## ASSIGNMENT
Without the pictures, reproduce the entries below exactly.

## SOURCE MATERIAL

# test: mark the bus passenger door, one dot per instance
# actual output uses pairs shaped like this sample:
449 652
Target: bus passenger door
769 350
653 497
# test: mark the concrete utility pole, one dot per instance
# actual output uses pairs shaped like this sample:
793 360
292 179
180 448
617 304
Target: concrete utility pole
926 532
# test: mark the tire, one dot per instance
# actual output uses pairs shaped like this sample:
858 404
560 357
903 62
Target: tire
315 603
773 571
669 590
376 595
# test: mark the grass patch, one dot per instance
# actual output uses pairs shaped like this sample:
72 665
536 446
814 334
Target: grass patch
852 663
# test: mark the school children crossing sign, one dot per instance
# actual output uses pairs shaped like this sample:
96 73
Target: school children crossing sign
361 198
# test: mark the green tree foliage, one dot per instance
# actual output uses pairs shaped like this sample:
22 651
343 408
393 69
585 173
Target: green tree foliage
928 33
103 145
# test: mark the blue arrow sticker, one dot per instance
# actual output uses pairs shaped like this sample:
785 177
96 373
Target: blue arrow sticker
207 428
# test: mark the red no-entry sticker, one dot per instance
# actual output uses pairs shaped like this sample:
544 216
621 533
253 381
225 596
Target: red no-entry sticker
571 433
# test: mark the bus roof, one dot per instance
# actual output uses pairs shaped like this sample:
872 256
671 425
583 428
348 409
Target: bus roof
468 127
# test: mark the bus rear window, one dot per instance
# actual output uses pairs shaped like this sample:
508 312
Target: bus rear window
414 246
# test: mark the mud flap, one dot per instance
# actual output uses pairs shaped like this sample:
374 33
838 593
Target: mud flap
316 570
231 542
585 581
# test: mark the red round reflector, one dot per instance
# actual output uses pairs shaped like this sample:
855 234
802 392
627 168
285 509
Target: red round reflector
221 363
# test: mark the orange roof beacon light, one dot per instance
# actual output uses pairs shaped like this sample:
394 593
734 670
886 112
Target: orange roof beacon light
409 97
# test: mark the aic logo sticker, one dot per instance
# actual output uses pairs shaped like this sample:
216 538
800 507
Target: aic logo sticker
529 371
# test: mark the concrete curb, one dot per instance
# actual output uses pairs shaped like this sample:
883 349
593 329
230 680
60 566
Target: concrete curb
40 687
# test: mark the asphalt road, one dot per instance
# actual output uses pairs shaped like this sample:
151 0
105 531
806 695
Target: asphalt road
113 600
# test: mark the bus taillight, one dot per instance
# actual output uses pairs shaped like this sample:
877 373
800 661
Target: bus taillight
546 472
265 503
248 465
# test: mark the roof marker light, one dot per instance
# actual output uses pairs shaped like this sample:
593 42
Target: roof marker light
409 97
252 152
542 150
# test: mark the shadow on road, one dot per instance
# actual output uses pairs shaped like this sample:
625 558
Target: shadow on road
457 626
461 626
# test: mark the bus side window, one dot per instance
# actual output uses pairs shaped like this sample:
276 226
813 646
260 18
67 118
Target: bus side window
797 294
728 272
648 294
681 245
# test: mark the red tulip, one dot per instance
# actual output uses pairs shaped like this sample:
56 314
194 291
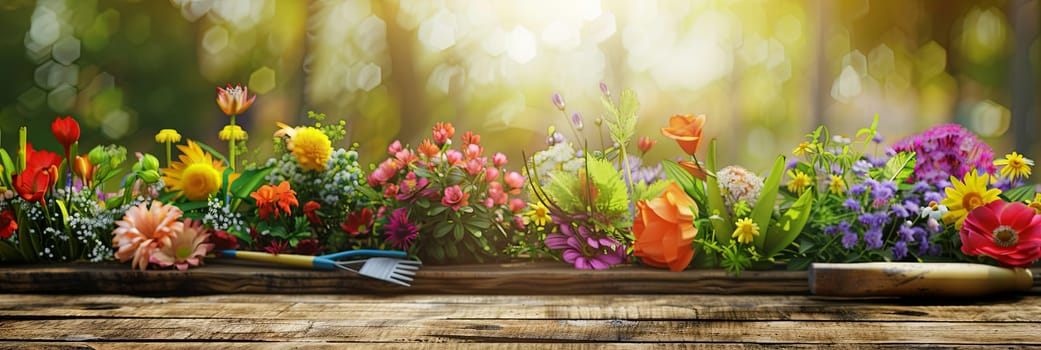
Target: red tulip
66 131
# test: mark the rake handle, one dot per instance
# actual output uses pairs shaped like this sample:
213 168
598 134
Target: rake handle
288 259
903 279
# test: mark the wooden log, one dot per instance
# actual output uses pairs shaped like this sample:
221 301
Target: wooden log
919 279
523 331
658 307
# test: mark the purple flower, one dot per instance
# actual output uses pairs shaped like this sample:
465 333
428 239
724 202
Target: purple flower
401 232
947 150
852 204
899 250
873 238
558 101
849 240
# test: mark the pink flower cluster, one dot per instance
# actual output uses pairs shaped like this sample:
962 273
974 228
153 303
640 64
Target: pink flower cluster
454 177
947 150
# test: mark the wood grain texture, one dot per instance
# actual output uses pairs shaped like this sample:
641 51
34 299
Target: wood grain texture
522 278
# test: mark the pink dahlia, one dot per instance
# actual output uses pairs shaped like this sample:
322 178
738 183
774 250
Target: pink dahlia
143 229
186 247
1008 232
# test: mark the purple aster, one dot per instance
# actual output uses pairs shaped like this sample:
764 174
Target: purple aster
873 238
399 230
899 250
947 150
849 240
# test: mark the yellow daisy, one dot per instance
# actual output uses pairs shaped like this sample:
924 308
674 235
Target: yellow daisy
1015 166
803 148
798 181
746 230
312 148
837 185
196 176
965 196
1036 204
538 215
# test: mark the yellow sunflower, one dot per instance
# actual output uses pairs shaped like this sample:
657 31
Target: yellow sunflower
965 196
746 230
311 147
196 176
1015 166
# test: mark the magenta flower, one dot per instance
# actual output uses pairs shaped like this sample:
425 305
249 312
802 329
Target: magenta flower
400 231
499 159
946 150
455 198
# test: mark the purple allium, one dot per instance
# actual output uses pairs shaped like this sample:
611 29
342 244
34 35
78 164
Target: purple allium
873 238
558 101
947 150
399 230
899 250
849 240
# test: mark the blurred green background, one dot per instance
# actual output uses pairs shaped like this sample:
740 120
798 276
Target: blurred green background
764 72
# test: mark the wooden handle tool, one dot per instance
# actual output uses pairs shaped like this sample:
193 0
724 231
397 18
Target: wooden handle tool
916 279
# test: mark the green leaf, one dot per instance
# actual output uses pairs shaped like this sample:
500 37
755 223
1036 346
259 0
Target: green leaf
442 230
724 227
8 167
788 227
682 177
1019 194
899 168
249 181
764 207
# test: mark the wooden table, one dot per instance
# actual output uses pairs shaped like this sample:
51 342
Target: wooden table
617 308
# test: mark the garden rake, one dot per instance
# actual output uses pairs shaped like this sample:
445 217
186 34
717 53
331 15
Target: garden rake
383 265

## OUTPUT OF THE EXERCISE
# test: mark the bus passenger door, one dot per instance
# actual output uses pairs shaped like this sample:
449 652
Target: bus passenger door
769 350
653 497
# test: mark the concrete utility pole, one dot per instance
# actual output uses pairs shaped like this sample:
793 360
292 179
180 448
617 304
Target: concrete utility pole
926 532
# test: mark the tire, one dot per instance
# actual output uses pairs shaped like this sample:
858 404
560 357
903 62
Target: tire
315 603
773 571
669 590
376 595
# test: mark the grass patch, one dot per instance
# actual output uses pairs shaped like this sample:
72 665
536 446
814 334
Target: grass patch
852 663
# test: mark the school children crossing sign, one dot per instance
# actual output uses pairs shaped like this sample:
96 73
Target: school children crossing sign
361 198
# test: mark the green tree foliage, one dot per instance
# actual output uses pairs shaped like this sample:
22 651
343 408
393 69
585 173
Target: green tree foliage
928 33
103 145
# test: mark the blue arrow sticker, one dot per instance
# actual output uses pairs shaped like this sample:
785 177
96 373
Target: blue arrow sticker
207 428
# test: mark the red no-entry sticker, one dot per instance
# actual output uses pairs shaped like this sample:
544 216
621 533
253 381
225 596
Target: red no-entry sticker
571 433
# test: mark the bus roof, one dot per instance
# actual output uses pairs shaped like this sample:
872 256
671 425
583 428
348 409
Target: bus roof
468 127
# test: mark the bus rear window, one dot per instance
# actual output uses pairs shaped like this sample:
508 312
Target: bus rear window
414 246
# test: mark the mud flap, one dot per instance
# actual output uses pairs shaped like this sample:
374 33
838 593
Target: mud flap
316 570
231 542
585 581
# test: mark the red round reflector, one dot per instance
# actual output uses pairs shaped like this sample:
855 234
802 392
627 168
285 509
Target: red round reflector
221 363
# test: mark the orange roof beacon light, one dot per instance
# actual output uses pairs shaped like this sample:
394 593
734 670
886 112
Target: orange roof beacon light
409 97
# test: mark the aic logo sticker, one dot per instance
# actual output uses pairs shaped like this sample:
216 538
800 507
Target: aic logo sticker
529 371
# test: mark the concrete curb, one dot per instance
# actual output uses pairs shaped like this sample:
883 349
593 329
230 680
60 566
Target: concrete curb
40 687
# test: mark the asphalt road, one dot per instance
# actual output uses pairs shaped like this sample:
151 0
105 531
806 695
Target: asphalt road
113 600
# test: mark the bus taillight, one dot per instance
# actual output uses pairs shaped like this sample:
877 373
800 661
Target: bus taillight
546 472
265 503
248 465
# test: mark the roof marker light, one dot per instance
# actual output uses pairs shaped like this sample:
593 42
Target: roof marker light
409 97
252 152
542 150
# test: mark the shadow on road, one dot per instance
# actual output uses pairs shaped like this sample:
625 558
Target: shadow on road
457 626
461 626
# test: mark the bus side window, one dot per instance
# actual output uses pairs shaped like this sample:
276 226
813 646
260 18
67 118
Target: bus side window
797 294
728 272
648 294
681 245
# test: mark the red tulip, one dot per instance
# actual output uses pairs shaped like this sample:
56 314
194 291
Target: red tulip
66 131
# test: mark the rake handle, one dot per instance
# actual output uses pairs shaped like this sample:
213 168
598 134
Target: rake handle
288 259
903 279
# test: mark the wooden log, one dot per instance
# actual output uses pairs shaped like this sample:
221 301
Target: wooden log
919 279
523 331
658 307
# test: mark the purple flower, one dot per instance
# actual output uses pairs shaped like this sample:
465 333
428 239
724 202
Target: purple flower
401 232
947 150
852 204
899 250
873 238
558 101
849 240
# test: mark the pink flower cluster, one dot per instance
# actual output uses pairs shaped like this sample:
962 273
974 228
153 303
640 64
Target: pink flower cluster
454 177
947 150
# test: mark the wood grain texture, one dot per instance
# actual output uses pairs shaped like this sample:
641 51
34 299
Target: wood grain texture
522 278
# test: mark the pink dahlia, one dot per instance
# actual output uses pairs shaped like this sample:
322 178
738 183
774 250
Target: pink dahlia
143 229
186 247
1008 232
# test: mark the purple aster, one dot per instance
# actual output uses pairs shaped like this sample:
764 174
Target: purple aster
873 238
399 230
899 250
947 150
849 240
# test: mark the yellow daisy, one dot per instance
# actual output uses pairs shaped like this sample:
924 308
674 235
Target: yellow daisy
1015 166
803 148
798 181
746 230
312 148
837 185
196 176
965 196
1036 204
538 215
# test: mark the yellow sunflower, one dot per instance
# actual output uses pairs shaped like this sample:
657 31
Target: yellow sunflower
965 196
746 230
311 147
196 176
1015 166
# test: mark the magenta flower, one dot per instance
# actual output uses pairs shaped like this sample:
425 305
249 312
802 329
Target: magenta flower
400 231
499 159
946 150
455 198
# test: mark the purple allium, one dot per instance
# actual output uses pairs shaped like this sample:
611 29
342 244
34 35
78 164
Target: purple allium
873 238
558 101
947 150
399 230
899 250
849 240
# test: mark the blurred green background, one dot per instance
# actual output uses pairs shaped like this sample:
740 120
798 276
Target: blurred green background
764 72
# test: mark the wooden handle tool, one dot per instance
# actual output uses pairs shaped like this sample:
193 0
724 231
397 18
Target: wooden handle tool
916 279
# test: mark the green leaf, one dot per instance
# actual output uses pairs shaped like this sample:
500 37
755 223
1036 346
259 0
Target: green leaf
442 230
724 227
8 167
788 227
682 177
1019 194
899 168
249 181
764 207
# test: mark the wooden table, one dot per instance
# actual output uses pairs shaped like this sample:
51 342
Target: wooden table
617 308
# test: mark the garden rake, one dot per instance
# actual output uses pairs shaped like this sample:
445 217
186 34
717 53
331 15
Target: garden rake
383 265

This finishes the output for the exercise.